START PAGE EXTRACT

LHL

Skip to content
Photo: Marcus Bleasdale

Nepal is one of the poorest countries in the world, and every year more than 35,000 inhabitants are diagnosed with tuberculosis. The tough mountain terrain, long distances, and poor infrastructure are challenging. In addition, the country is affected by previous civil war and considerable migration of labour, both out of the country and from the villages to the cities in Nepal.

In the course of the past 20 years, the official tuberculosis programme in Nepal has succeeded in integrating tuberculosis into primary health services and has attained good results. The main challenges today are in treating and preventing multiresistant tuberculosis (MDR-TB) and in adapting tuberculosis treatment to the needs of the patients.

Read more about resistant tuberculosis here.

Partners in Nepal

LHL International was involved in Nepal between 1984 and 2018. The last 22 years we cooperated with the national tuberculosis programme. The funds for our work in Nepal come from NORAD.

The National Tuberculosis Programme (NTP) was established in 1965 as a government programme under the Ministry of Health, and was  our principal partner in Nepal since 1996. The tuberculosis programme has developed into a well-functioning and nationwide programme that ensures cost-free tuberculosis treatment at all public health institutions in the country.

Our work in Nepal

Patient-friendly tuberculosis programme:

The long-standing cooperation between NTP Nepal and LHL International has developed from very fundamental control of tuberculosis, such as developing competence of health personnel and employees in administration, information work aimed at the population, and to promote  patient-friendly services. 

NTP and LHL International have developed a model of how patients can receive daily tuberculosis treatment through volunteers instead of needing to travel to the health centre.

Technical assistance:

LHL International was assisted by international experts from the Union Against Tuberculosis and Lung Diseases, among others, for annual in-depth reviews of various aspects of the programme. The recommendations obtained  became part of the action plans of NTP.

END PAGE EXTRACT

## YOUR ASSIGNMENT
Answer these questions from the page on tuberculosis work in Nepal:
1. How many inhabitants of Nepal are diagnosed with tuberculosis every year?
2. In what year was the National Tuberculosis Programme established?
3. Where do the funds for LHL International's work in Nepal come from?

START ENTRIES SHOWN

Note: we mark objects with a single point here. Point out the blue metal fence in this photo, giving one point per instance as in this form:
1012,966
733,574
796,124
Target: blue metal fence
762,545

END ENTRIES SHOWN

## OUTPUT OF THE TASK
1. More than 35,000
2. 1965
3. NORAD